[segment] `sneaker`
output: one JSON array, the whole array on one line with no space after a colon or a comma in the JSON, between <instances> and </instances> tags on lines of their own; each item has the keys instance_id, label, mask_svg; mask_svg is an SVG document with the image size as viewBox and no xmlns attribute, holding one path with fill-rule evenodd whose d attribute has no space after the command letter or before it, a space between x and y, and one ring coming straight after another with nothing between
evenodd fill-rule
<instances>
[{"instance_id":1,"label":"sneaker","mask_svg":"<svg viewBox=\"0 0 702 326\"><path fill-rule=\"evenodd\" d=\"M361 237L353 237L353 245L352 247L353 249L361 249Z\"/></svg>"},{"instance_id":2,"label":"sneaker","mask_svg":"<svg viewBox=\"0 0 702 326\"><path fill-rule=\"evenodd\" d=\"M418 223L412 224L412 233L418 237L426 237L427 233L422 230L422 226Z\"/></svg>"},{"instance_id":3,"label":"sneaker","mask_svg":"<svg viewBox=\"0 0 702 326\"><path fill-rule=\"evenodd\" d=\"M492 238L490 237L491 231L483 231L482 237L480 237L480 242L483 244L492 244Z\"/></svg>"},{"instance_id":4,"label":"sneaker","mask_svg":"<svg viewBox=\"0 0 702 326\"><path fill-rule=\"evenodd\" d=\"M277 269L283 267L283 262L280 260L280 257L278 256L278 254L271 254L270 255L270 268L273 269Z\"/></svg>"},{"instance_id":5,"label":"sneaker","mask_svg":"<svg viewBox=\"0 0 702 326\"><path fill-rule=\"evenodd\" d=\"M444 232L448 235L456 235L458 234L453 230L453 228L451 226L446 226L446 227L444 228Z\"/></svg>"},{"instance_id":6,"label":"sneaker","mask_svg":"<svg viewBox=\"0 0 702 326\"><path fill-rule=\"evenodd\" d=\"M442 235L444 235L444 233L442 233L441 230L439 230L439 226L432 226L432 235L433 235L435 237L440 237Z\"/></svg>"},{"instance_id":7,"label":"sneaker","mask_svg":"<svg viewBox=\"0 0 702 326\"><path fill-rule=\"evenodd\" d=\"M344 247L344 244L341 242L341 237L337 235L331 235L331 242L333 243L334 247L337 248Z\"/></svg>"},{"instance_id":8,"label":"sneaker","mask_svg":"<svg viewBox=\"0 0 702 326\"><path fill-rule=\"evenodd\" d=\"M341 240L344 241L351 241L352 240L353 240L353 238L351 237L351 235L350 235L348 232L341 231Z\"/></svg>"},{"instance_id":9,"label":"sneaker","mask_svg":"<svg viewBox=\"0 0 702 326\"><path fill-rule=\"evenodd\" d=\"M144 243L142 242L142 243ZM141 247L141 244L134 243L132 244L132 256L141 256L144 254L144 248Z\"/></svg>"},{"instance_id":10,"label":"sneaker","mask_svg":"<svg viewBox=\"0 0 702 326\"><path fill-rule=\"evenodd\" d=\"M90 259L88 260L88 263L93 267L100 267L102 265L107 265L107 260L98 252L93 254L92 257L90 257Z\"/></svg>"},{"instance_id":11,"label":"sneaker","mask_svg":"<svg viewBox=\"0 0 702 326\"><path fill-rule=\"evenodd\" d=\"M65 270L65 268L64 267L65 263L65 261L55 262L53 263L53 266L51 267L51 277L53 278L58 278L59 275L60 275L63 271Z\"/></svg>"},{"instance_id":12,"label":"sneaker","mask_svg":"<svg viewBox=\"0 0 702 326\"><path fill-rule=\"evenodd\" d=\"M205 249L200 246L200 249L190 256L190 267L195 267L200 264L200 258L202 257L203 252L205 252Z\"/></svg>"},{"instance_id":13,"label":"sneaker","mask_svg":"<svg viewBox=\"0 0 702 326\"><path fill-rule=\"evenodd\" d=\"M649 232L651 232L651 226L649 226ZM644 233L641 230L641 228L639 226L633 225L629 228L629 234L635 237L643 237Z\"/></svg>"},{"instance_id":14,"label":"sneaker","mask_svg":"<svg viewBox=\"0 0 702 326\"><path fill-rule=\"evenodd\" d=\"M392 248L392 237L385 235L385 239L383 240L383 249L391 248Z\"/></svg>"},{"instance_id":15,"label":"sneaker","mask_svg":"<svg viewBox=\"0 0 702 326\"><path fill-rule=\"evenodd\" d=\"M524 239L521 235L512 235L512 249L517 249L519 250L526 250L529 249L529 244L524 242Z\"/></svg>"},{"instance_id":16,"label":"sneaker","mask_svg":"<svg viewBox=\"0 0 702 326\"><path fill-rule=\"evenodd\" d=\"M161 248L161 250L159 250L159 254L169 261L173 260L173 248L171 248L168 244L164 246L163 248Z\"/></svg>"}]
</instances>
########################################
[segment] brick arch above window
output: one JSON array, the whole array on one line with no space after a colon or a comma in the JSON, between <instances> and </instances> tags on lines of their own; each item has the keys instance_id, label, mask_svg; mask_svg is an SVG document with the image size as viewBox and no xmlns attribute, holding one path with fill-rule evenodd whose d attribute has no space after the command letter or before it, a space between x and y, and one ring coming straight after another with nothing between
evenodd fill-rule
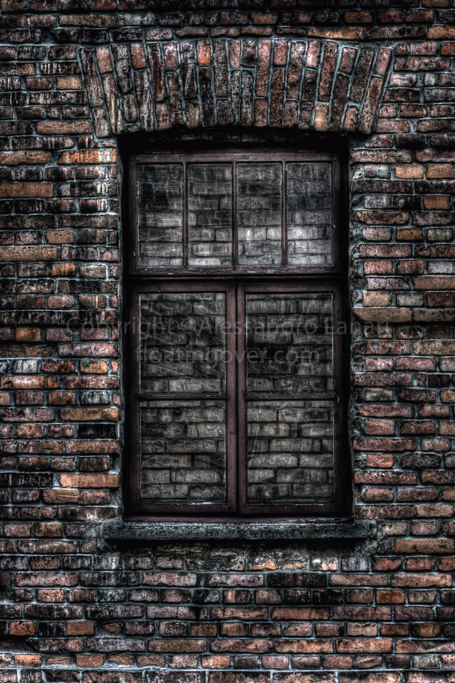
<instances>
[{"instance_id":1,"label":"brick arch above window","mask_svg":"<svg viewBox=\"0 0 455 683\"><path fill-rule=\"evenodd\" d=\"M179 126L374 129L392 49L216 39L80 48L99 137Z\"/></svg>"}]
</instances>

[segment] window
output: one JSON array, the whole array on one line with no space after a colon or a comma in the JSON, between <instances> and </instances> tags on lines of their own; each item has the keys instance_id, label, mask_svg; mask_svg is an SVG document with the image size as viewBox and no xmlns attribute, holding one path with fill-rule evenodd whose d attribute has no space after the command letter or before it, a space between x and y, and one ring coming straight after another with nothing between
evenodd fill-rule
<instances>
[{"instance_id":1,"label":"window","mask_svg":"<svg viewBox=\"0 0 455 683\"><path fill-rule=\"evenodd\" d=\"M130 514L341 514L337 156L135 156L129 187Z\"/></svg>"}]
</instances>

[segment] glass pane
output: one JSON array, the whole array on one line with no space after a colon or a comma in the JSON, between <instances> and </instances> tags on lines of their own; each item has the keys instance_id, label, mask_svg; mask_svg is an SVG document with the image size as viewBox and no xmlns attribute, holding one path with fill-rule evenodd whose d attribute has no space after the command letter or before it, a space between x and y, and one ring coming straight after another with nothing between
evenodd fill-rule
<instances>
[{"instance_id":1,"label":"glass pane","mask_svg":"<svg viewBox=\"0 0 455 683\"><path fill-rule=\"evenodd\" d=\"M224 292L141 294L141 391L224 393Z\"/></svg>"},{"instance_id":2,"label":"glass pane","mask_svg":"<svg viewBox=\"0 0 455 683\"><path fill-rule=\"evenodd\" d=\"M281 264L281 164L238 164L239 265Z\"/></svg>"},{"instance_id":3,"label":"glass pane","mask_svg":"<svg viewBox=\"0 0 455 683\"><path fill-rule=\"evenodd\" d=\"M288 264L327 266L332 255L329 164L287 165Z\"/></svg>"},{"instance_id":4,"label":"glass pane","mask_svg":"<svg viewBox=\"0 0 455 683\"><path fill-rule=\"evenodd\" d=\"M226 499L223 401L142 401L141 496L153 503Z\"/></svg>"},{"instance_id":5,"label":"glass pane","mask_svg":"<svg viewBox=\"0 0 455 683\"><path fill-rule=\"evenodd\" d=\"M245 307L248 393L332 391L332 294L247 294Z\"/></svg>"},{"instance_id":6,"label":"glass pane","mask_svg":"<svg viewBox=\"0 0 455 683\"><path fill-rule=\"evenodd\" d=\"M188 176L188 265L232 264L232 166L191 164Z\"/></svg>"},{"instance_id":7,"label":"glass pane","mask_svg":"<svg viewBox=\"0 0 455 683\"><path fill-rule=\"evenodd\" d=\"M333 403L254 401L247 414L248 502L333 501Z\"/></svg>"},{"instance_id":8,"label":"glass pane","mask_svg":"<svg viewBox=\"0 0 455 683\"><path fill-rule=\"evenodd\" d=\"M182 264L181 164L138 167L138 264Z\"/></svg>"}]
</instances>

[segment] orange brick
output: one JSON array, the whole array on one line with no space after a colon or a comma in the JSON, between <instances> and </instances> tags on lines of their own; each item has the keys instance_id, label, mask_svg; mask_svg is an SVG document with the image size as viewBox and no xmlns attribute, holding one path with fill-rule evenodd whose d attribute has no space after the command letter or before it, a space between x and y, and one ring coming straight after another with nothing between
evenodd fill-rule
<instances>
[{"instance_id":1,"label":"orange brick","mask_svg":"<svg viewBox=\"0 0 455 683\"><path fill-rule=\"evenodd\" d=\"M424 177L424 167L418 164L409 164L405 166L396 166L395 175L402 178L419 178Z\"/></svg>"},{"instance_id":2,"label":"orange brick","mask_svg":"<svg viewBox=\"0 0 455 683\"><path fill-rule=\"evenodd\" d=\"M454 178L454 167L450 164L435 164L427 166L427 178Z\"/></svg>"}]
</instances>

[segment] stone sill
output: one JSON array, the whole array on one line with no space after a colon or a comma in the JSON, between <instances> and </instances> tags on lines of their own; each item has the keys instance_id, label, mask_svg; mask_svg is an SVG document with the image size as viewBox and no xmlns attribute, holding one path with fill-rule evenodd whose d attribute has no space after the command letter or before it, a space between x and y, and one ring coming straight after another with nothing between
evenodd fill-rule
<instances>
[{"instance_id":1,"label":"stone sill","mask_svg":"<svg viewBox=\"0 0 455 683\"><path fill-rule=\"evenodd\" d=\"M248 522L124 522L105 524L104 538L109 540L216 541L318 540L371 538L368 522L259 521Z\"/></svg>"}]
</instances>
########################################
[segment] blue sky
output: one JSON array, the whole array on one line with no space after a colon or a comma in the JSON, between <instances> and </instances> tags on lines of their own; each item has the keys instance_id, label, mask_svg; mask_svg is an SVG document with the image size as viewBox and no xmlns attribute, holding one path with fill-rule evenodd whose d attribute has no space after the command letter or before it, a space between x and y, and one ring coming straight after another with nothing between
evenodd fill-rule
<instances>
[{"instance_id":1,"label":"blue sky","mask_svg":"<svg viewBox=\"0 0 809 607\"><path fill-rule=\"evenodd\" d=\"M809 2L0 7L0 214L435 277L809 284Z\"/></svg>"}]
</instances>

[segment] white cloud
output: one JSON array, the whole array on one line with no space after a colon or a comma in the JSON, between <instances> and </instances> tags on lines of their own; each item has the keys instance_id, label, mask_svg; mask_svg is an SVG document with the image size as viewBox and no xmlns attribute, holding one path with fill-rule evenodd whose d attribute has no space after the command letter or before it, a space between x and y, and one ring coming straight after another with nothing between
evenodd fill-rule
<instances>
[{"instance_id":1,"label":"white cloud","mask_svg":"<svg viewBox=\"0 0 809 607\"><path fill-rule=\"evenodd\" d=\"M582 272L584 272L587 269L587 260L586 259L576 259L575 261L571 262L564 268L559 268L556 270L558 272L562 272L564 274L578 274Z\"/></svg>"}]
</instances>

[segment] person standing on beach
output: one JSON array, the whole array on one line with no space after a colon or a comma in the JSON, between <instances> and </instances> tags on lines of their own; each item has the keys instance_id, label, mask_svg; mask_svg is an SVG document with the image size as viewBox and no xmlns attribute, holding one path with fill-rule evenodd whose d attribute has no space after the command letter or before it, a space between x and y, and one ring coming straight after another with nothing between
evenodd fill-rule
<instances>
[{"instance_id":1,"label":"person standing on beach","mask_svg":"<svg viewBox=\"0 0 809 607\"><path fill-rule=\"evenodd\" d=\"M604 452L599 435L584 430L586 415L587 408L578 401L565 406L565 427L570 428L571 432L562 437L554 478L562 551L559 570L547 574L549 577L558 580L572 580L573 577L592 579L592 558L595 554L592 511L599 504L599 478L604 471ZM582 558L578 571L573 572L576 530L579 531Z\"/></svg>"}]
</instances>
########################################
How many lines in the entries above contain the string "segment"? Reply with the number alone.

9